▶ [YOUR GOAL]
Could you return each entry below exactly as written, minus any pictures?

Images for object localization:
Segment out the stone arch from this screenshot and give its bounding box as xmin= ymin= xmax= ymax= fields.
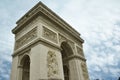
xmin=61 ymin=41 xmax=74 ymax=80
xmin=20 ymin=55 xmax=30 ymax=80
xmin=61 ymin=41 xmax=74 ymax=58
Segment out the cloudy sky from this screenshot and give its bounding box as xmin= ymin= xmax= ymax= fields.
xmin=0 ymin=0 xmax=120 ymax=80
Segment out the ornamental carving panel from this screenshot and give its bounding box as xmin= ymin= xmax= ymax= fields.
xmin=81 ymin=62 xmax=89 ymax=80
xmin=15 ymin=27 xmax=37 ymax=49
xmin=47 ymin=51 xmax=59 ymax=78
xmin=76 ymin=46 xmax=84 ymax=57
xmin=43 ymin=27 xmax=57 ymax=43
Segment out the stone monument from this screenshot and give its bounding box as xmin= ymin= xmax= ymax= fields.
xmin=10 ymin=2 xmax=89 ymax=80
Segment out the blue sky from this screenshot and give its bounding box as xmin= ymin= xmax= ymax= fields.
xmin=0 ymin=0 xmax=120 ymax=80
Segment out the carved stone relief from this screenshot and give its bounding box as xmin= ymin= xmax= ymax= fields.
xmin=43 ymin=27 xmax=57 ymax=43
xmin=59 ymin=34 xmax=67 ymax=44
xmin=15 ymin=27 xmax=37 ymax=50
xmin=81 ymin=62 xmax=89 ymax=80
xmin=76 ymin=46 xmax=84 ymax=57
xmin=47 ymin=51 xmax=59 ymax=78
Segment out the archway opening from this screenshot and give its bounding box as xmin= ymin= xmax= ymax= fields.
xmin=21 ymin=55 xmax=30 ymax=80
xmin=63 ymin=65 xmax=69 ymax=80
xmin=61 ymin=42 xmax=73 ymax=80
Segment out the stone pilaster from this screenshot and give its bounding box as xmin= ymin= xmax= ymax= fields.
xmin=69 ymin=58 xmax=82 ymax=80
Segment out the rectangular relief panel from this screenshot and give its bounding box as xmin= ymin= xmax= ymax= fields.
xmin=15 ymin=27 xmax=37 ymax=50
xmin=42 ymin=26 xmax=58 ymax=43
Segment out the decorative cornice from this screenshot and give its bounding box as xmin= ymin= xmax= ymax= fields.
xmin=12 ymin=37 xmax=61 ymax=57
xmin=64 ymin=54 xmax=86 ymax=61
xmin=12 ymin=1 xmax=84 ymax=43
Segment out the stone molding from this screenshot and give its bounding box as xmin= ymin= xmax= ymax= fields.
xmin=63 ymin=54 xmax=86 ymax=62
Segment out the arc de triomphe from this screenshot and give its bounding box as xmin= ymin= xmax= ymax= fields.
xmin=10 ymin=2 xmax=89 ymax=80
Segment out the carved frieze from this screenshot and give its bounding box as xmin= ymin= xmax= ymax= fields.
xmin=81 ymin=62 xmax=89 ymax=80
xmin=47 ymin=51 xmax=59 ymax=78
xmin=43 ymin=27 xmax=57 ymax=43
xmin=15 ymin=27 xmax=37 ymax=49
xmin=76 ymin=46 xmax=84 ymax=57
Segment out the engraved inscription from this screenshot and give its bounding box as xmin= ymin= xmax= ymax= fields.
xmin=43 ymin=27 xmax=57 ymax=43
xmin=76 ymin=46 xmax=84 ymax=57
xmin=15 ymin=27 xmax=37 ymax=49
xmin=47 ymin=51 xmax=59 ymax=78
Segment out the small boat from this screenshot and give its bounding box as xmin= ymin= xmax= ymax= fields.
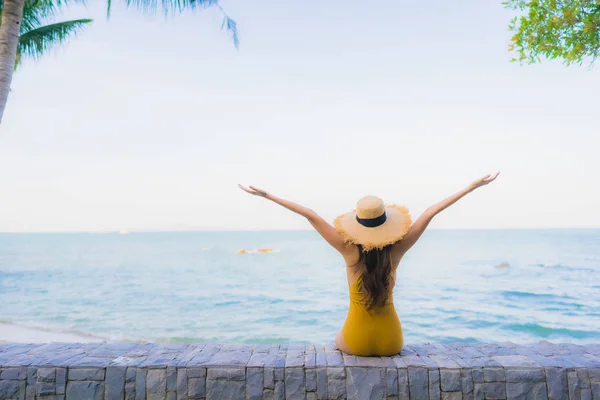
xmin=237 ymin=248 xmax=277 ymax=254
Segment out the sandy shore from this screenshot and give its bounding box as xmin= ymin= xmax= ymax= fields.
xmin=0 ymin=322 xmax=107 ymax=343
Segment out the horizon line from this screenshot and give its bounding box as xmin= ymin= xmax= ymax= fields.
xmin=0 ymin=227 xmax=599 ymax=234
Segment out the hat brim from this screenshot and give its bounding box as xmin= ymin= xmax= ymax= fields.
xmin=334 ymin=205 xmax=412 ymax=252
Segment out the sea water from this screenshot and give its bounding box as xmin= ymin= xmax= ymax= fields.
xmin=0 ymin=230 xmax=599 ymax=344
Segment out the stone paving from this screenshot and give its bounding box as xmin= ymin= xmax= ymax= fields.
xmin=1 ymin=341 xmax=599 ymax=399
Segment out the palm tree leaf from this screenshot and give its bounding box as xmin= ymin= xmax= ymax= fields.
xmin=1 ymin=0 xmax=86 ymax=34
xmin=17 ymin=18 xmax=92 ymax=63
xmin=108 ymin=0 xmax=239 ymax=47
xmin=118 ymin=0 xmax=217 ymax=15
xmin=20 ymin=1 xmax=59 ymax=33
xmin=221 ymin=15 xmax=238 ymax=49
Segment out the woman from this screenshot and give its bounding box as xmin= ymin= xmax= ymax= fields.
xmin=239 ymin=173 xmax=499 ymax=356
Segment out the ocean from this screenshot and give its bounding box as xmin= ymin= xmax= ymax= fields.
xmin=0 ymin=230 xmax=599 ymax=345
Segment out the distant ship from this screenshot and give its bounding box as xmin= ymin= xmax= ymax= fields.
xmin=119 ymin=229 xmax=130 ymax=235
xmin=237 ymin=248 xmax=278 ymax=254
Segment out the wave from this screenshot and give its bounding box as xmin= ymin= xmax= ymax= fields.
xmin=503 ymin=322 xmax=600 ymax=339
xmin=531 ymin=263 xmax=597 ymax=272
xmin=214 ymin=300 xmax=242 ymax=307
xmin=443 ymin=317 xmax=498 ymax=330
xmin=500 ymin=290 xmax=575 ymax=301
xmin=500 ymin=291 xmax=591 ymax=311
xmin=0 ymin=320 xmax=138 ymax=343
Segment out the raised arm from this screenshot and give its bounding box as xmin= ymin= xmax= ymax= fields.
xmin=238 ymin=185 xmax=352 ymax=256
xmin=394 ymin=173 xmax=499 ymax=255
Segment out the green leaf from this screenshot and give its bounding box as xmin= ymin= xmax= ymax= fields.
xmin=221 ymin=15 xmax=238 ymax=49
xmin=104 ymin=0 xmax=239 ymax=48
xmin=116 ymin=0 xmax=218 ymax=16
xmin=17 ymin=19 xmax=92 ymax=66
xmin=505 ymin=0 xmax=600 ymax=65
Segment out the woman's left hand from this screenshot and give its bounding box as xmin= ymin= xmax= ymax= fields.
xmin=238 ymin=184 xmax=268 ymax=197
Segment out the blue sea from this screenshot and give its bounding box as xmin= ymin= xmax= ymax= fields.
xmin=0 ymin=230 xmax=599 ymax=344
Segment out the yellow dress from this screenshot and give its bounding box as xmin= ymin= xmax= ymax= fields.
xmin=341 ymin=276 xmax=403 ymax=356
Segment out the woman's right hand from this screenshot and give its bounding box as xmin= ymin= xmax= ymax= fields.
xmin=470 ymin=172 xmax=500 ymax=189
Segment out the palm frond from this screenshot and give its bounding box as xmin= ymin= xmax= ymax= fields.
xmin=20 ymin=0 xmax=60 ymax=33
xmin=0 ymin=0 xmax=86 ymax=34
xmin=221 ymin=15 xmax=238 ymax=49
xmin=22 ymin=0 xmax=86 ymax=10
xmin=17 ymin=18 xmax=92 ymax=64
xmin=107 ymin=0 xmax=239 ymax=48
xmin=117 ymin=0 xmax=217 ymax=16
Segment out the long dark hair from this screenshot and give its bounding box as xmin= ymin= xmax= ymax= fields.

▶ [EXERCISE SOLUTION]
Segment out the stone arch from this screenshot and give its bounding box as xmin= ymin= xmax= ymax= fields.
xmin=61 ymin=41 xmax=74 ymax=80
xmin=20 ymin=55 xmax=30 ymax=80
xmin=61 ymin=41 xmax=74 ymax=58
Segment out the cloudy sky from this screenshot and give its bounding box as xmin= ymin= xmax= ymax= fields.
xmin=0 ymin=0 xmax=120 ymax=80
Segment out the ornamental carving panel from this screenshot and give its bounding box as xmin= ymin= xmax= ymax= fields.
xmin=81 ymin=62 xmax=89 ymax=80
xmin=15 ymin=27 xmax=37 ymax=49
xmin=47 ymin=51 xmax=59 ymax=78
xmin=76 ymin=46 xmax=84 ymax=57
xmin=43 ymin=27 xmax=57 ymax=43
Segment out the stone monument from this screenshot and give its bounding box as xmin= ymin= xmax= ymax= fields.
xmin=10 ymin=2 xmax=89 ymax=80
Segment out the blue sky from this screenshot and give its bounding box as xmin= ymin= xmax= ymax= fields.
xmin=0 ymin=0 xmax=120 ymax=80
Segment out the carved stone relief from this screenshot and give its bounding box as xmin= ymin= xmax= ymax= fields.
xmin=43 ymin=27 xmax=57 ymax=43
xmin=59 ymin=34 xmax=67 ymax=44
xmin=15 ymin=27 xmax=37 ymax=50
xmin=81 ymin=62 xmax=89 ymax=80
xmin=76 ymin=46 xmax=84 ymax=57
xmin=47 ymin=51 xmax=59 ymax=78
Segment out the archway opening from this screenshot and give its bounding box as xmin= ymin= xmax= ymax= fields.
xmin=21 ymin=55 xmax=30 ymax=80
xmin=63 ymin=65 xmax=69 ymax=80
xmin=61 ymin=42 xmax=73 ymax=80
Segment out the stone pilaster from this screenshot and give its bounding box as xmin= ymin= xmax= ymax= fields.
xmin=69 ymin=58 xmax=82 ymax=80
Segment out the rectangular relief panel from this screenshot and give its bounding box as xmin= ymin= xmax= ymax= fields.
xmin=15 ymin=27 xmax=37 ymax=50
xmin=42 ymin=26 xmax=58 ymax=43
Segment out the decorative cornice from this screenshot and give its bounding box as xmin= ymin= xmax= ymax= fields.
xmin=12 ymin=37 xmax=61 ymax=57
xmin=64 ymin=54 xmax=86 ymax=61
xmin=12 ymin=1 xmax=84 ymax=43
Segment out the stone molding from this screenshot and give its bounding box as xmin= ymin= xmax= ymax= fields.
xmin=63 ymin=54 xmax=86 ymax=62
Segment out the arc de triomphe from this screenshot and give its bounding box as xmin= ymin= xmax= ymax= fields.
xmin=10 ymin=2 xmax=89 ymax=80
Segment out the carved frieze from this screenshot and give its bounding box as xmin= ymin= xmax= ymax= fields.
xmin=81 ymin=62 xmax=89 ymax=80
xmin=47 ymin=51 xmax=59 ymax=78
xmin=43 ymin=27 xmax=57 ymax=43
xmin=15 ymin=27 xmax=37 ymax=49
xmin=76 ymin=46 xmax=84 ymax=57
Segment out the engraved inscription from this screenshot and give its bounding box as xmin= ymin= xmax= ymax= fields.
xmin=43 ymin=27 xmax=57 ymax=43
xmin=76 ymin=46 xmax=84 ymax=57
xmin=15 ymin=27 xmax=37 ymax=49
xmin=47 ymin=51 xmax=59 ymax=78
Segment out the small boat from this screenshot and give its bounding box as xmin= ymin= xmax= ymax= fields.
xmin=237 ymin=248 xmax=277 ymax=254
Segment out the sandy shore from this screenshot and give its bounding box as xmin= ymin= xmax= ymax= fields.
xmin=0 ymin=322 xmax=107 ymax=343
Segment out the horizon line from this screenshot and give its bounding box as xmin= ymin= xmax= ymax= fields.
xmin=0 ymin=227 xmax=599 ymax=234
Segment out the hat brim from this screenshot and give its bounding box as xmin= ymin= xmax= ymax= fields.
xmin=334 ymin=205 xmax=412 ymax=252
Segment out the sea water from this screenshot and give its bounding box as xmin= ymin= xmax= ymax= fields.
xmin=0 ymin=230 xmax=599 ymax=344
Segment out the stone paving from this screenshot and give its bounding box as xmin= ymin= xmax= ymax= fields.
xmin=1 ymin=341 xmax=599 ymax=399
Segment out the palm tree leaf from this screenshot and give its bounding box as xmin= ymin= xmax= ymax= fields.
xmin=1 ymin=0 xmax=86 ymax=34
xmin=17 ymin=18 xmax=92 ymax=63
xmin=108 ymin=0 xmax=239 ymax=47
xmin=118 ymin=0 xmax=217 ymax=15
xmin=20 ymin=1 xmax=59 ymax=33
xmin=221 ymin=15 xmax=238 ymax=49
Segment out the woman from this screenshot and give its bounding box as xmin= ymin= xmax= ymax= fields.
xmin=239 ymin=173 xmax=499 ymax=356
Segment out the ocean from this screenshot and give its bounding box as xmin= ymin= xmax= ymax= fields.
xmin=0 ymin=230 xmax=599 ymax=345
Segment out the distant ship from this screenshot and give its bounding box as xmin= ymin= xmax= ymax= fields.
xmin=119 ymin=229 xmax=130 ymax=235
xmin=237 ymin=248 xmax=278 ymax=254
Segment out the wave from this screenshot and give its bounding box as xmin= ymin= xmax= ymax= fields.
xmin=503 ymin=322 xmax=600 ymax=339
xmin=531 ymin=263 xmax=597 ymax=272
xmin=214 ymin=300 xmax=242 ymax=307
xmin=443 ymin=317 xmax=498 ymax=330
xmin=500 ymin=290 xmax=575 ymax=301
xmin=500 ymin=291 xmax=591 ymax=311
xmin=0 ymin=320 xmax=138 ymax=343
Segment out the raised arm from this screenshot and give its bounding box as xmin= ymin= xmax= ymax= fields.
xmin=238 ymin=185 xmax=352 ymax=256
xmin=394 ymin=173 xmax=499 ymax=255
Segment out the green leaf from this screenshot and give its bounding box as xmin= ymin= xmax= ymax= fields.
xmin=221 ymin=15 xmax=238 ymax=49
xmin=104 ymin=0 xmax=239 ymax=48
xmin=116 ymin=0 xmax=218 ymax=16
xmin=17 ymin=19 xmax=92 ymax=66
xmin=505 ymin=0 xmax=600 ymax=65
Segment out the woman's left hand from this screenshot and give its bounding box as xmin= ymin= xmax= ymax= fields.
xmin=238 ymin=184 xmax=268 ymax=197
Segment out the blue sea from this screenshot and give its bounding box as xmin= ymin= xmax= ymax= fields.
xmin=0 ymin=230 xmax=599 ymax=344
Segment out the yellow dress from this screenshot and give its bounding box as xmin= ymin= xmax= ymax= fields.
xmin=341 ymin=276 xmax=403 ymax=356
Segment out the woman's right hand from this screenshot and give its bounding box as xmin= ymin= xmax= ymax= fields.
xmin=470 ymin=172 xmax=500 ymax=189
Segment out the palm frond from this screenshot and give its bounding box as xmin= ymin= xmax= ymax= fields.
xmin=20 ymin=0 xmax=60 ymax=33
xmin=0 ymin=0 xmax=86 ymax=34
xmin=221 ymin=15 xmax=238 ymax=49
xmin=22 ymin=0 xmax=86 ymax=10
xmin=17 ymin=18 xmax=92 ymax=64
xmin=107 ymin=0 xmax=239 ymax=48
xmin=117 ymin=0 xmax=217 ymax=16
Segment out the long dark hair from this screenshot and give its bounding box as xmin= ymin= xmax= ymax= fields.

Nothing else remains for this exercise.